━━━ Recorded information ━━━
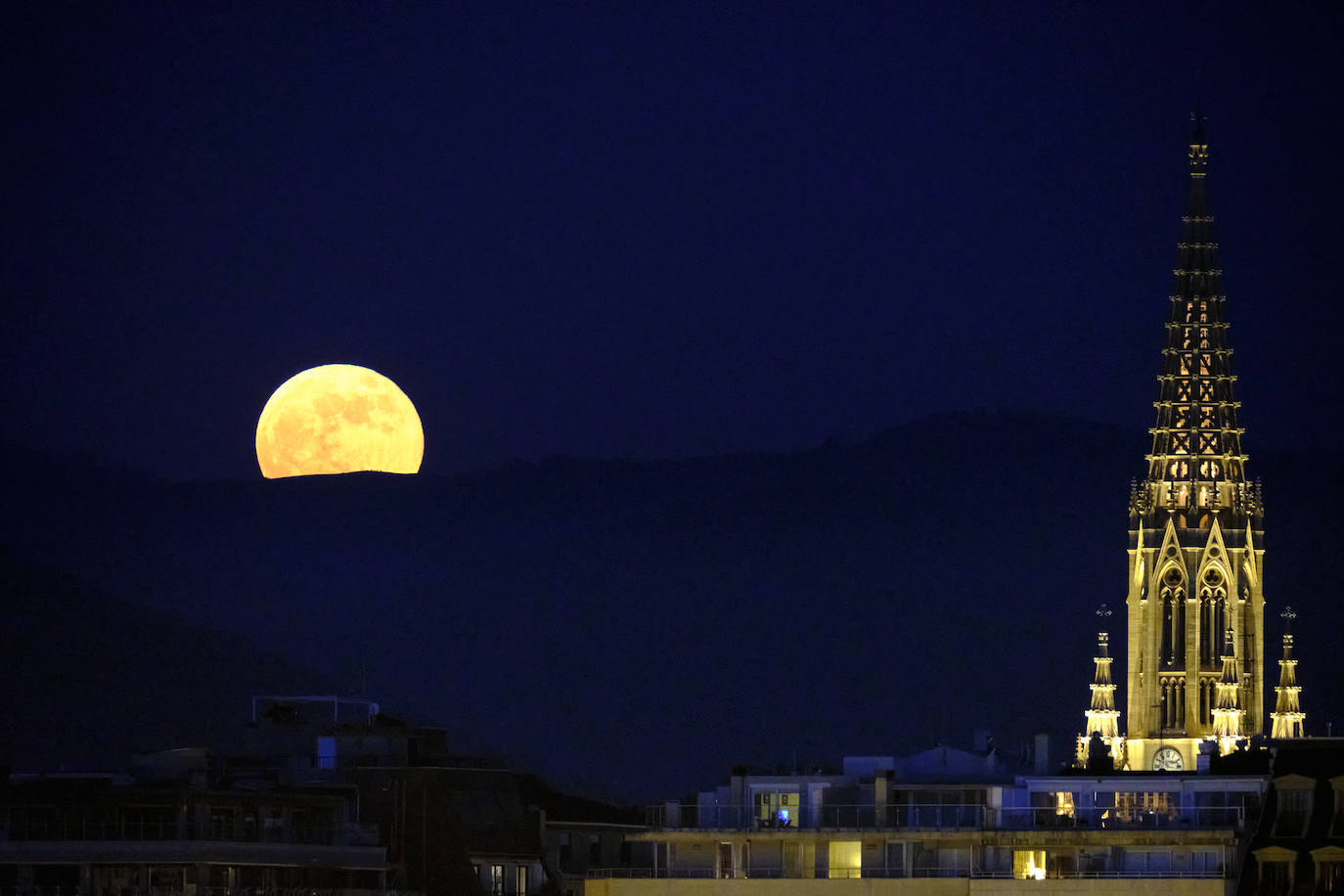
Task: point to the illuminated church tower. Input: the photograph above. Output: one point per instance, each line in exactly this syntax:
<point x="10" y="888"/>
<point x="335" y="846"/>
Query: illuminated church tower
<point x="1195" y="528"/>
━━━
What is required: Without including any pictures, print all of the material exactly as given.

Exercise output:
Task: point to the illuminated church tower. Input: the photograph above. Output: one point per instance, each line in exactly this syntax:
<point x="10" y="888"/>
<point x="335" y="846"/>
Query: illuminated church tower
<point x="1195" y="528"/>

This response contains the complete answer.